St. Louis Post-Dispatch, August 5, 2013

In February 2012, the Rev. Starsky Wilson of St. Louis sat down at a table in the Four Seasons Hotel. The floor-to-ceiling windows revealed vistas of the city’s skyline. Lined up in front of him were two lobbyists and an executive, he remembers.

The meeting was part of an extraordinary counteroffensive by payday and other high-cost lenders against a ballot initiative to cap what such lenders can charge in interest and fees. Outspending their opponents — faith, labor and community groups — by almost nine to one, the industry had launched a multipronged effort, one that offers a rare view into the lenders’ try-anything tactics to stay in business.

The lenders had targeted a community that was both important to their profits and crucial to the petition drive: African-Americans. Wilson, like the majority of his flock, is black.

So were the two lobbyists. Kelvin Simmons had just a few weeks before been in charge of the state budget and was a veteran of Missouri politics. His new employer was the international law firm SNR Denton, now called Dentons, and he was working on behalf of Stand Up Missouri, a group representing installment lenders.

Next to Simmons was Rodney Boyd, also African-American and for the previous decade the chief lobbyist for the city of St. Louis. He, too, worked for SNR Denton.

→ Tasks for this exercise
a) Reproduce the passage of the article on payday lenders from "Next to Simmons" down to "for SNR Denton.", word for word.
b) Using the article on payday lenders, state whether each statement agrees with it, answering yes or no and quoting the words that decide it: (i) The meeting was held in a hotel with windows that showed the city's skyline. (ii) The lenders spent less than the groups opposing them. (iii) Rodney Boyd worked for a different firm than Kelvin Simmons.

→ Excerpted data
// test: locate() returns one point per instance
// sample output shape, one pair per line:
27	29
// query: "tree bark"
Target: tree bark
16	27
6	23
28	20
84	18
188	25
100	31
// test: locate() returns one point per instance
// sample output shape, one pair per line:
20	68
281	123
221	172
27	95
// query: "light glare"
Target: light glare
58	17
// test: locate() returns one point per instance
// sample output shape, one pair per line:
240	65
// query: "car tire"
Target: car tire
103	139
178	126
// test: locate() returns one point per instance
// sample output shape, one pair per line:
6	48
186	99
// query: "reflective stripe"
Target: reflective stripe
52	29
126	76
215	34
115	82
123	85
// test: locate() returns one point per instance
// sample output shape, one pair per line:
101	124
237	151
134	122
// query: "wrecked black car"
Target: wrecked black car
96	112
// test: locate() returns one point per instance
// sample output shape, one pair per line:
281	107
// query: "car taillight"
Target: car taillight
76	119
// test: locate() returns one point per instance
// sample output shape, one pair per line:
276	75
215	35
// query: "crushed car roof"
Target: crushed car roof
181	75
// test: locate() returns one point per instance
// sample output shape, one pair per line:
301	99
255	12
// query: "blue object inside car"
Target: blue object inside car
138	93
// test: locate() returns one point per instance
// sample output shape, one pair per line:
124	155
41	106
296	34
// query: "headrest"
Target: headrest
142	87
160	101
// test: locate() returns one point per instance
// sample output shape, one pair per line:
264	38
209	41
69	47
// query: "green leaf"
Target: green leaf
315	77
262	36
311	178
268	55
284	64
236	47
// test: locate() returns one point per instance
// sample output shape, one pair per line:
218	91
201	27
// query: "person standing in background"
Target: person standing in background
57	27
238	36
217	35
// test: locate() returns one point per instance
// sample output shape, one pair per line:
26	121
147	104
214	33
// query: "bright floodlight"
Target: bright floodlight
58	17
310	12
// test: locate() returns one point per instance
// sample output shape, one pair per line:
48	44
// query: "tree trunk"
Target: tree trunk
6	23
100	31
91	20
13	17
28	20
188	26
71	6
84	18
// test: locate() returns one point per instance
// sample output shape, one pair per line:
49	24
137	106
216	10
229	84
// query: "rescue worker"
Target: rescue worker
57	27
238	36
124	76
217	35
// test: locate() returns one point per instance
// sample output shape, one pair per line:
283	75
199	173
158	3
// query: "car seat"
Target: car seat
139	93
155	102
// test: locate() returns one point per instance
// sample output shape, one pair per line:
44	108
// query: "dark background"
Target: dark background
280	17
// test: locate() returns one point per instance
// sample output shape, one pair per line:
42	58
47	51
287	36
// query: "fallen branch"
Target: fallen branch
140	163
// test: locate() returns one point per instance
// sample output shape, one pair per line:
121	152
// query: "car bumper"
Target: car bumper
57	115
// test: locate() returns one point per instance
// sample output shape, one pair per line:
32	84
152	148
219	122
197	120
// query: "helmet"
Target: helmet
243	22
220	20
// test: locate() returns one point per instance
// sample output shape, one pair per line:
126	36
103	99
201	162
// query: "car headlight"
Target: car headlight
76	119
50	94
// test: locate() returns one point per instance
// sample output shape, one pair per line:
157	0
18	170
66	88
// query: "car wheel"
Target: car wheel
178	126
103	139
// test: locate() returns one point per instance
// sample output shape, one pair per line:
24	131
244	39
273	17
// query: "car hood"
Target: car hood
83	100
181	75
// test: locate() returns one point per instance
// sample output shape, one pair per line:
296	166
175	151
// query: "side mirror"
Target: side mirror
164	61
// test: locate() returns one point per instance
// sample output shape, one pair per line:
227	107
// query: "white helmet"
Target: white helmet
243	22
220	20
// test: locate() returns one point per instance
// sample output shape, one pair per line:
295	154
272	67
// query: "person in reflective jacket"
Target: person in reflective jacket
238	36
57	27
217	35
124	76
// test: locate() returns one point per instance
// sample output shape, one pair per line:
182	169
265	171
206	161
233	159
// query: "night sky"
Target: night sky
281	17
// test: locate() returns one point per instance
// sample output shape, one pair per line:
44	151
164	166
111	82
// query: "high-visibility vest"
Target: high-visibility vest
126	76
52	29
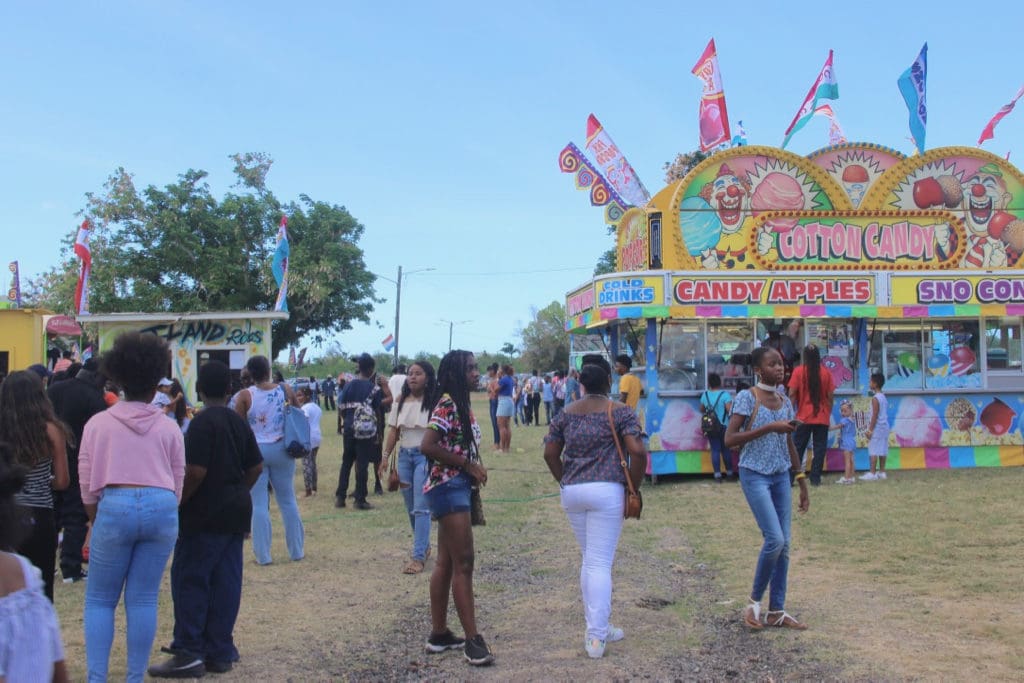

→ Expected answers
a)
Next to Simmons was Rodney Boyd, also African-American and for the previous decade the chief lobbyist for the city of St. Louis. He, too, worked for SNR Denton.

b)
(i) Yes: "sat down at a table in the Four Seasons Hotel. The floor-to-ceiling windows revealed vistas of the city’s skyline."
(ii) No: "Outspending their opponents — faith, labor and community groups — by almost nine to one"
(iii) No: "He, too, worked for SNR Denton."